Ausgewählter Abschnitt:
------------------------------------------------------------------------

Besser als Sally Rooney!? Zumindest wird "Cleopatra und Frankenstein" mit den Romanen der beliebten Autorin verglichen. Zwar gibt es durchaus Schnittstellen - Beziehungen, junge Menschen, die ihren Platz in der Welt suchen, "coole" Cliquen - aber allein durch ihre eher knappen Romane, hat Rooney vielleicht etwas die Nase vorne. Denn was mir persönlich bei Mellors nicht so gut gefallen hat, waren die meiner Meinung nach unnötig auserzählten Nebenplots.
Warum mich der Roman zum Schluss dennoch überzeugt hat? Here we go...

Das erste Kapitel habe ich sofort geliebt. Die Stimmung, das Anfangsgespräch zwischen den Protagonist*innen Cleo und Frank, die charmante Auflösung des Buchtitels direkt zu Beginn. Alles hat gepasst.
Doch dann wurde es mit den nächsten paar Kapiteln plötzlich nicht mehr so schön. Wie bereits erwähnt, haben mich die Nebenplots, bis auf Eleanor, wohl am meisten gestört. Für mich waren sie eher unnötige Lückenfüller, die den Freundeskreis einfach nur unheimlich unsympathisch haben wirken lassen. Mir persönlich hätten die Informationen auch in einigen Nebensätzen gereicht.

------------------------------------------------------------------------

Aufgabe A: Mit wessen Romanen wird „Cleopatra und Frankenstein“ laut dem ausgewählten Abschnitt verglichen?
Aufgabe B: Schreibe den Teil des ausgewählten Abschnitts, der mit den Worten „Das erste Kapitel“ beginnt und mit „Alles hat gepasst.“ endet, erneut auf und ersetze dabei „Anfangsgespräch“ durch „Eröffnungsgespräch“.
Aufgabe C: Nenne alle Figuren des Romans, die im ausgewählten Abschnitt mit Namen erwähnt werden.
Die anschließenden Zeilen sind eigenständiges Material und gehören nicht zum ausgewählten Abschnitt.

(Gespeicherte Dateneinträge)
------------------------------------------------------------------------

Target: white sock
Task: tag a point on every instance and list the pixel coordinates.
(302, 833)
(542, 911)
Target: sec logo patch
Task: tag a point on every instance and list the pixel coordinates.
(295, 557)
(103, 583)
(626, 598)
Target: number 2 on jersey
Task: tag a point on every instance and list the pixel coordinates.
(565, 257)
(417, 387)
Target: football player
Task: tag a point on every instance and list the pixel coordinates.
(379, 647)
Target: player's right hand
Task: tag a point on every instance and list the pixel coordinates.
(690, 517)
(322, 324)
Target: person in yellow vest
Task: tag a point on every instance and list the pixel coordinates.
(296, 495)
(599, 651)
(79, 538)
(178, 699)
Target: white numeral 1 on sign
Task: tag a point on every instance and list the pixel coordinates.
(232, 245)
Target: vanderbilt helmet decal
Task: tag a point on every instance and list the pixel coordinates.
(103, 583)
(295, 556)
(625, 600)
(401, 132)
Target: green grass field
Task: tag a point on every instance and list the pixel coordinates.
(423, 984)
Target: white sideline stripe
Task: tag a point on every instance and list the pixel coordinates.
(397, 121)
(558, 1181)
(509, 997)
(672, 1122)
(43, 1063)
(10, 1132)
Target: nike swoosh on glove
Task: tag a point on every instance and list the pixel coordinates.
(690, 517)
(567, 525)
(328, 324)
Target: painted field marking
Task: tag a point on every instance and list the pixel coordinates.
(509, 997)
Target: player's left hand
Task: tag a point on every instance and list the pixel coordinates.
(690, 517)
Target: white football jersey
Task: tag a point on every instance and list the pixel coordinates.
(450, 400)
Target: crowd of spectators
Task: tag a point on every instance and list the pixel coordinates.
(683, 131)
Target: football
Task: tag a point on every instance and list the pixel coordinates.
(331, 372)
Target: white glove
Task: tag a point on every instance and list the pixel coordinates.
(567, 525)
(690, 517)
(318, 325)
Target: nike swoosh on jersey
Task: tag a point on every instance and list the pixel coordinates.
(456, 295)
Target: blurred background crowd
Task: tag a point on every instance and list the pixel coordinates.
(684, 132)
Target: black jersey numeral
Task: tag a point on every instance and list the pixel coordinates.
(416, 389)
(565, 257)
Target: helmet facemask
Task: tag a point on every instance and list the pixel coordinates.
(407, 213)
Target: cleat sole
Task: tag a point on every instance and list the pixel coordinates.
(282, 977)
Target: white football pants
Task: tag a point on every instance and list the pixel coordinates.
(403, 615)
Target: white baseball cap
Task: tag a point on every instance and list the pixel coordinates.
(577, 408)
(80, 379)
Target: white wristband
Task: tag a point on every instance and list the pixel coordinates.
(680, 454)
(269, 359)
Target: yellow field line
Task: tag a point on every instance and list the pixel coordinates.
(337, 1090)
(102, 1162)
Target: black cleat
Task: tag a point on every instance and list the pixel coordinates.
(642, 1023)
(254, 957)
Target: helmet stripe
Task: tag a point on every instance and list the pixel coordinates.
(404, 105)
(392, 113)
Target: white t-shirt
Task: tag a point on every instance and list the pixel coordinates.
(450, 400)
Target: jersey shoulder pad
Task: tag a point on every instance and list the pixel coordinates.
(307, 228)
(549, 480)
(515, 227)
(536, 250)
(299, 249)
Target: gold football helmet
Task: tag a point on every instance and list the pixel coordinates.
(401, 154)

------------------------------------------------------------------------

Vollständige Antwort A: Mit den Romanen von Sally Rooney.

Vollständige Antwort B:
Das erste Kapitel habe ich sofort geliebt. Die Stimmung, das Eröffnungsgespräch zwischen den Protagonist*innen Cleo und Frank, die charmante Auflösung des Buchtitels direkt zu Beginn. Alles hat gepasst.

Vollständige Antwort C: Cleo, Frank, Eleanor